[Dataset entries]
* * *

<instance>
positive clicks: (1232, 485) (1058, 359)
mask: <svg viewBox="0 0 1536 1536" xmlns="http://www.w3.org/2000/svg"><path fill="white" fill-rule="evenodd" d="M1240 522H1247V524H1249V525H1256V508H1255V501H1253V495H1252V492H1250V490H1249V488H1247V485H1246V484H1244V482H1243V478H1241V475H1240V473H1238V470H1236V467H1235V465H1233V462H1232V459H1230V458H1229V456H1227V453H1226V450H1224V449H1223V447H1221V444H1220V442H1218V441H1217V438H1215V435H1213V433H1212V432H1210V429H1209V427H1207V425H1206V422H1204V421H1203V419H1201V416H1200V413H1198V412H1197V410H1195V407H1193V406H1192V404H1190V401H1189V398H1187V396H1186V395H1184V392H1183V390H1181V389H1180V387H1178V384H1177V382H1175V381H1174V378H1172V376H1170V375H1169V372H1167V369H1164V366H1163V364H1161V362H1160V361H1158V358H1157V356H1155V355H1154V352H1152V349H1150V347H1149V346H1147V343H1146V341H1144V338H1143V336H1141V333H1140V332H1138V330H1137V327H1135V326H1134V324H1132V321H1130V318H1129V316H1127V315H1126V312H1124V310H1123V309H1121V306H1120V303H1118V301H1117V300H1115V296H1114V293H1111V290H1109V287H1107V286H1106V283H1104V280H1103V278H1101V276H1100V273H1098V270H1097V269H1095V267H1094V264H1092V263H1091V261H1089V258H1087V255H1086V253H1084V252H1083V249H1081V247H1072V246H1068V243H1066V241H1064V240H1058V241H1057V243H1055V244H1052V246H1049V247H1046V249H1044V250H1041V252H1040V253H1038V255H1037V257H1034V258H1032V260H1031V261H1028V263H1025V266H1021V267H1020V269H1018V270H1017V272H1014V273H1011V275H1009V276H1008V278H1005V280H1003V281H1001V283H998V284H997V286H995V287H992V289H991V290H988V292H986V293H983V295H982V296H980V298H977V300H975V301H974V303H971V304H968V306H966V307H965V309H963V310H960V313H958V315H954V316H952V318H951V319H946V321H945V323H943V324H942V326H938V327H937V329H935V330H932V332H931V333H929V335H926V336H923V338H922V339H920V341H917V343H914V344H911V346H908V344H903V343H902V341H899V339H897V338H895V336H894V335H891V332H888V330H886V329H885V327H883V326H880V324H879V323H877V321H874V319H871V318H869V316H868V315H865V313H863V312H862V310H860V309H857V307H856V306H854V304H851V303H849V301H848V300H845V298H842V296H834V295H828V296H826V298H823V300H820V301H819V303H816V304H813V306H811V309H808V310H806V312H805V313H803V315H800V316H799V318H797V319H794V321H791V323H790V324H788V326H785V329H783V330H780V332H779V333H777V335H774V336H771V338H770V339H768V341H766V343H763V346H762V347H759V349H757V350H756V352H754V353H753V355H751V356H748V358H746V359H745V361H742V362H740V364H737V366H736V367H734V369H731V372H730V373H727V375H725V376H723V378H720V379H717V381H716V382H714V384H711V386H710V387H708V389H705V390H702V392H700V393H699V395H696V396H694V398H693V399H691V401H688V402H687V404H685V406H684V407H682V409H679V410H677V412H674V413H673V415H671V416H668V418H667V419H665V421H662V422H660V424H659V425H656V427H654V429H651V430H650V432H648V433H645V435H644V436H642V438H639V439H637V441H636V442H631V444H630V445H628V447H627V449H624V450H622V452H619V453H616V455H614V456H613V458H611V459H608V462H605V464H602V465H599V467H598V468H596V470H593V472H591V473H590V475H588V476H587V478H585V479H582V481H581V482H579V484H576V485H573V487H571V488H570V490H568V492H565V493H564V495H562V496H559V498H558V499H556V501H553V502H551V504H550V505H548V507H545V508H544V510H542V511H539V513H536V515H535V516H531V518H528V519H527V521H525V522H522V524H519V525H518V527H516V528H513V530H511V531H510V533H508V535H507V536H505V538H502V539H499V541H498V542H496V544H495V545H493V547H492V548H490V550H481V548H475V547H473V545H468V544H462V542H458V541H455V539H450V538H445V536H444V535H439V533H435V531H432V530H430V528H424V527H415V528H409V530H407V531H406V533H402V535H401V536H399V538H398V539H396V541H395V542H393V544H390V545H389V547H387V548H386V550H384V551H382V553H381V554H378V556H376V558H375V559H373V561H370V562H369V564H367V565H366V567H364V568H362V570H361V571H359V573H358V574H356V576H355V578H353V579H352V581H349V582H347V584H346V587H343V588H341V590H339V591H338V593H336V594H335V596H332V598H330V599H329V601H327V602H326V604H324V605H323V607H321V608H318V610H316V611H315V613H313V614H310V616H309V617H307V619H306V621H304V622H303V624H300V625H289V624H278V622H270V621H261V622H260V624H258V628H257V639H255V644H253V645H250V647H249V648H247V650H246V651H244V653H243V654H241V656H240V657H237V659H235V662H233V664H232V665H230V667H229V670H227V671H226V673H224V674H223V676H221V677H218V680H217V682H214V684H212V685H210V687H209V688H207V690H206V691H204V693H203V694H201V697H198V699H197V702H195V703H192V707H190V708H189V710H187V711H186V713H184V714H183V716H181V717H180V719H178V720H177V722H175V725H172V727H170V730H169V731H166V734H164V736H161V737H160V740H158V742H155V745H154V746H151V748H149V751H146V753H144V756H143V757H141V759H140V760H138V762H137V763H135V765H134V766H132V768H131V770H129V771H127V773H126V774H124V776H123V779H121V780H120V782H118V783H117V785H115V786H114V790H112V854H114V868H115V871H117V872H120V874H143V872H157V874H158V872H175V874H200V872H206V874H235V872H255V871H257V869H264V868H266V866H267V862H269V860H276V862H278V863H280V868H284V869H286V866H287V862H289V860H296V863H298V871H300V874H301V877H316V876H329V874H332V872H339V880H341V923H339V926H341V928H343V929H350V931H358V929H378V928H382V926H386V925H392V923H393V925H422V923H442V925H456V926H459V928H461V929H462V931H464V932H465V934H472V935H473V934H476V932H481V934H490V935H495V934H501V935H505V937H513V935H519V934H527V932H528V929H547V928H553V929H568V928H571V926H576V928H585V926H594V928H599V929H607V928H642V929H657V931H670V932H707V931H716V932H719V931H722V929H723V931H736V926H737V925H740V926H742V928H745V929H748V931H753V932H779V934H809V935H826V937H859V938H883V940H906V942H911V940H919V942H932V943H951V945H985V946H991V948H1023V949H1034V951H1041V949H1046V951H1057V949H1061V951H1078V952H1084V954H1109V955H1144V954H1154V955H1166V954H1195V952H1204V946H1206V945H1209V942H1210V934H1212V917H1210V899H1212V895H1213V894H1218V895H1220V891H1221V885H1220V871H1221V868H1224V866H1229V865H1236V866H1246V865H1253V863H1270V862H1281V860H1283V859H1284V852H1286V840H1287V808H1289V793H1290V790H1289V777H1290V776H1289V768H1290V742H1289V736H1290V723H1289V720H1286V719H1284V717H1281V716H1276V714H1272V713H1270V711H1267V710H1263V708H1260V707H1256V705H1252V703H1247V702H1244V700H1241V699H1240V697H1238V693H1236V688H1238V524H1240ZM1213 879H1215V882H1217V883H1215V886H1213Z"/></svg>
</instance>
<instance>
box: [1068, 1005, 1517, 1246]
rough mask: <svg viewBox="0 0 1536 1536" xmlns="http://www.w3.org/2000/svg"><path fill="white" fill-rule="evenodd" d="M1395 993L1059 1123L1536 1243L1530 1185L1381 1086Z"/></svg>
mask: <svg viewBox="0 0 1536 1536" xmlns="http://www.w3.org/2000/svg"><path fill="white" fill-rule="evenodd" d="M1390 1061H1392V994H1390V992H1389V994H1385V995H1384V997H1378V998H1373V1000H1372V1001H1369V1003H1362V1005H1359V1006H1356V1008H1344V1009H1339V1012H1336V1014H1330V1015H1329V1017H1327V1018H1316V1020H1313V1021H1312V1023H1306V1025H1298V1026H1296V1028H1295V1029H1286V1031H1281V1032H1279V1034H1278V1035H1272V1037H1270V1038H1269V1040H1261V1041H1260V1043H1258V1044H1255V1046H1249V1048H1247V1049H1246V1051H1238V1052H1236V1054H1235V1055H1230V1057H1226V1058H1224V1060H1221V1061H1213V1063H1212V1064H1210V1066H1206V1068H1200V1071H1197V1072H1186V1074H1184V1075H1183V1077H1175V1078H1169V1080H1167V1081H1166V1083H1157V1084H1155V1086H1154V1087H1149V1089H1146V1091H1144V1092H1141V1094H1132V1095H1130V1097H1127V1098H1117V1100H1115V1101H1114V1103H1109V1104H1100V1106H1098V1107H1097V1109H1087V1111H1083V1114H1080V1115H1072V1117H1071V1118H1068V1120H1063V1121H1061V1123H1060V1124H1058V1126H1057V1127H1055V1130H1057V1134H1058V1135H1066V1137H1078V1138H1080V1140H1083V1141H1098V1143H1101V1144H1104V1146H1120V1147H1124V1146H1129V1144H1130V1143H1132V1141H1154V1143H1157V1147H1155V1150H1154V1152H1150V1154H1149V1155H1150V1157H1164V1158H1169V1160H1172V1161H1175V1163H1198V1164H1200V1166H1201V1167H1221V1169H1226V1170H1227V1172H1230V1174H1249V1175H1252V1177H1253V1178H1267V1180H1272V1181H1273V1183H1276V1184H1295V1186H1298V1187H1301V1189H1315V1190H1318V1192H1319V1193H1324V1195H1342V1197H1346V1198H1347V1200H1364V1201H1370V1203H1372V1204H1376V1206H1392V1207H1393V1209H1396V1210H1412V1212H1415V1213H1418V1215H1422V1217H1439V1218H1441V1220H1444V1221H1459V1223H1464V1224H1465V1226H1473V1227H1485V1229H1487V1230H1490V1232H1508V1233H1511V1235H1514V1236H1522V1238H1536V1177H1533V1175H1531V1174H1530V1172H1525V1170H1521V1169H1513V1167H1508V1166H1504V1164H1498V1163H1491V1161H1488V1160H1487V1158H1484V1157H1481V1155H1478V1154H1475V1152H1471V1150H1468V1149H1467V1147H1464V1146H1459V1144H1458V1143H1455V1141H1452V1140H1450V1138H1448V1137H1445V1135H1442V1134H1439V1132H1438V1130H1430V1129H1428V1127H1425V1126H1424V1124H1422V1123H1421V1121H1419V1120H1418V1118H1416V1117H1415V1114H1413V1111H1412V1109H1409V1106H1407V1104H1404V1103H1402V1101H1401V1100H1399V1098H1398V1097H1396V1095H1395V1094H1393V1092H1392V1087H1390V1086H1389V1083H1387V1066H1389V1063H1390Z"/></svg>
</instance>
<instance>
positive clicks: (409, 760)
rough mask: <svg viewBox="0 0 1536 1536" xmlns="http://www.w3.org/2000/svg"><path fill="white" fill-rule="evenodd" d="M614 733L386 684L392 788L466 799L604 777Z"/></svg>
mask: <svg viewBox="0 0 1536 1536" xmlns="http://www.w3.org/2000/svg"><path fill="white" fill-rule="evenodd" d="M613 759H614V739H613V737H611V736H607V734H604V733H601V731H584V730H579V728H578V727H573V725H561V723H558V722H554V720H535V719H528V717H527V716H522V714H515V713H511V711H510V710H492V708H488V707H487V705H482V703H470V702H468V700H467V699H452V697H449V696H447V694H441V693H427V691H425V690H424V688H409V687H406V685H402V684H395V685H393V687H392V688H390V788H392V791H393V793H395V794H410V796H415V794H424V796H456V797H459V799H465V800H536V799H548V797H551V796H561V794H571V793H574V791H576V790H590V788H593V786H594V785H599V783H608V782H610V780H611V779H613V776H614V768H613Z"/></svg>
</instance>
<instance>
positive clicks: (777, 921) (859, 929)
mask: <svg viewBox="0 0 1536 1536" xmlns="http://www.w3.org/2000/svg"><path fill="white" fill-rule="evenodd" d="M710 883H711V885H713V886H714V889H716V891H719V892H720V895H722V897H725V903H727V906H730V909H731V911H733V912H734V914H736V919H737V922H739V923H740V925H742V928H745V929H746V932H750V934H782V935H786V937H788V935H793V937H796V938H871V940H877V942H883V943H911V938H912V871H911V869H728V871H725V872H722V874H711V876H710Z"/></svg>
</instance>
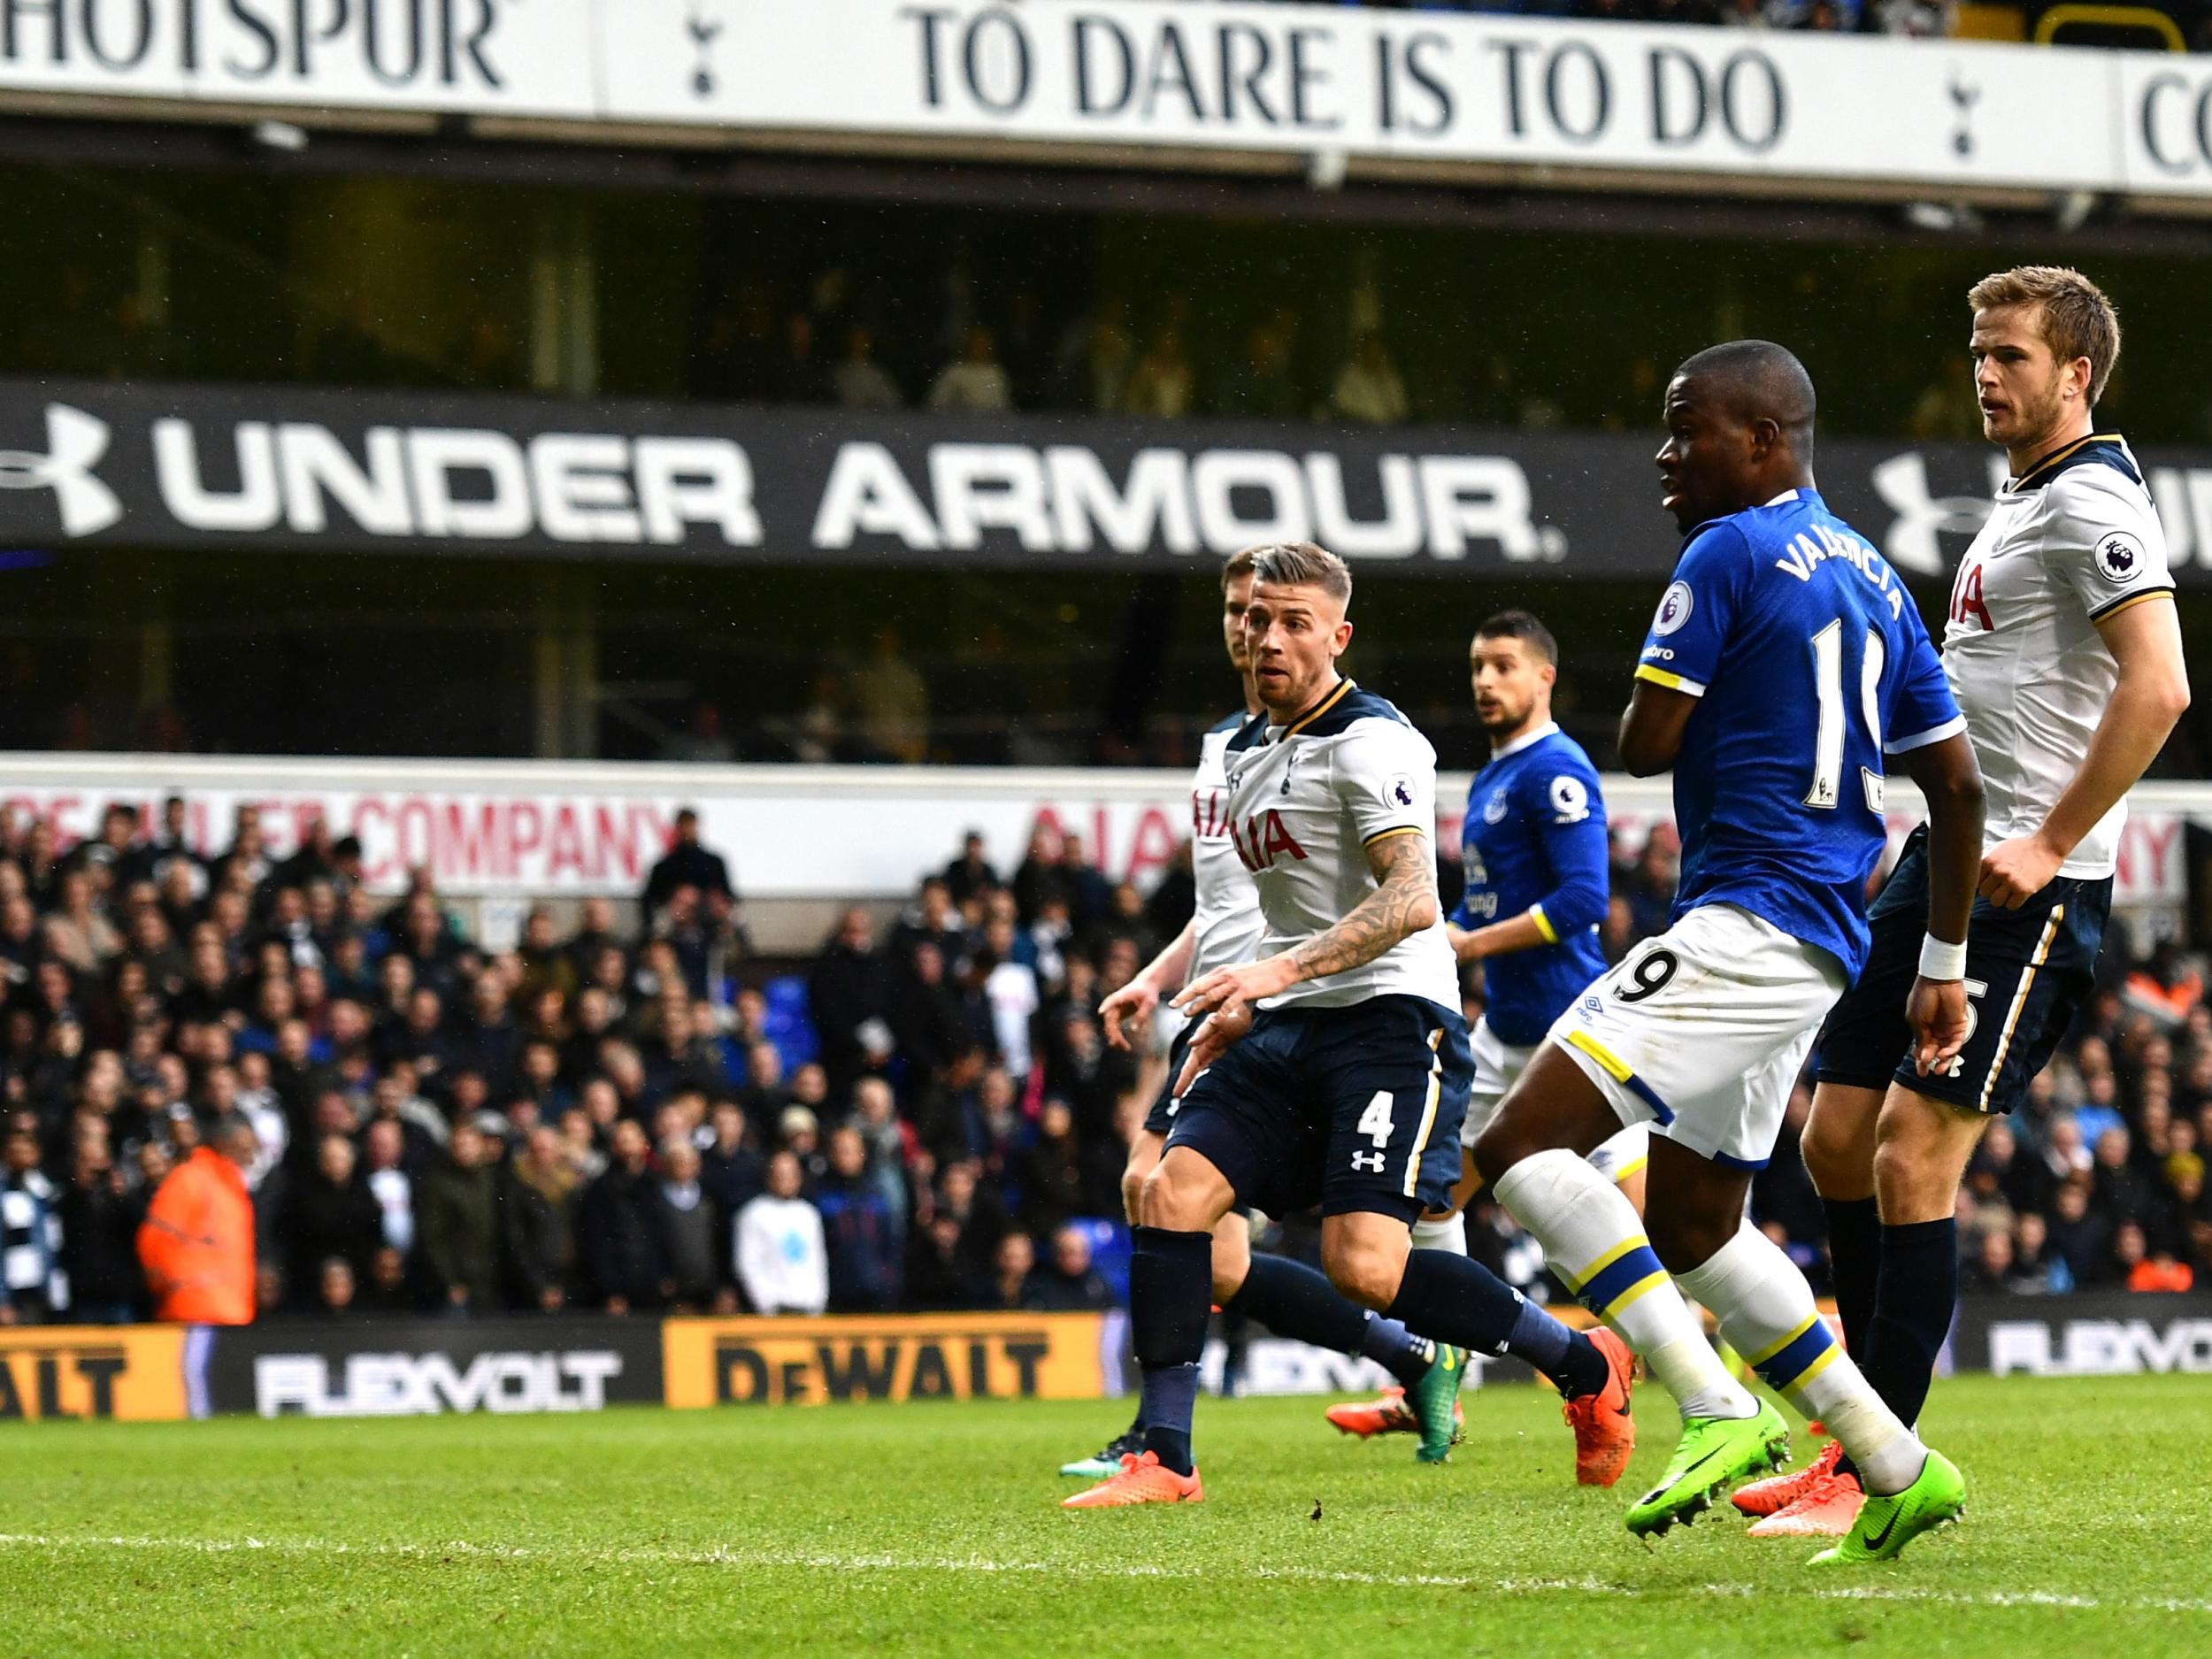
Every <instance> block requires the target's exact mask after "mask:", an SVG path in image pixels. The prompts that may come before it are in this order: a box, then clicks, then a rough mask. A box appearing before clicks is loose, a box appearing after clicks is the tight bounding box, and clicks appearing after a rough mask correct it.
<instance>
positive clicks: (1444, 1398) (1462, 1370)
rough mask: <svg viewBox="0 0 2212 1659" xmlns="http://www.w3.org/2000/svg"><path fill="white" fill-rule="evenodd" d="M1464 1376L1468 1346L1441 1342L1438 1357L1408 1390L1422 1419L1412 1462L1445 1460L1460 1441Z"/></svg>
mask: <svg viewBox="0 0 2212 1659" xmlns="http://www.w3.org/2000/svg"><path fill="white" fill-rule="evenodd" d="M1464 1380H1467V1349H1464V1347H1451V1345H1449V1343H1438V1345H1436V1358H1433V1360H1429V1369H1427V1371H1422V1374H1420V1383H1416V1385H1413V1387H1409V1389H1407V1391H1405V1402H1407V1405H1409V1407H1413V1418H1416V1420H1418V1422H1420V1444H1418V1447H1416V1449H1413V1462H1444V1460H1447V1458H1449V1455H1451V1449H1453V1447H1455V1444H1460V1438H1462V1429H1460V1385H1462V1383H1464Z"/></svg>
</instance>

* * *

* **PROBLEM TO SOLVE**
From the line with "Every <instance> block" up to and including the line with "positive clicks: (1444, 1398) (1462, 1370)" in the data above, lay out the lines as a JSON list of strings, one string per line, leaving out any blank lines.

* **WRITTEN REPLY**
[
  "Every <instance> block requires the target's exact mask after \"mask:\", an SVG path in image pixels. The prompts that may come before it are in this order: a box, then clicks, then a rough mask. A box appearing before clicks is loose, a box appearing after clicks is the tight bounding box, and clicks appearing after a rough mask correct it.",
  "<instance>",
  "positive clicks: (1444, 1398) (1462, 1370)"
]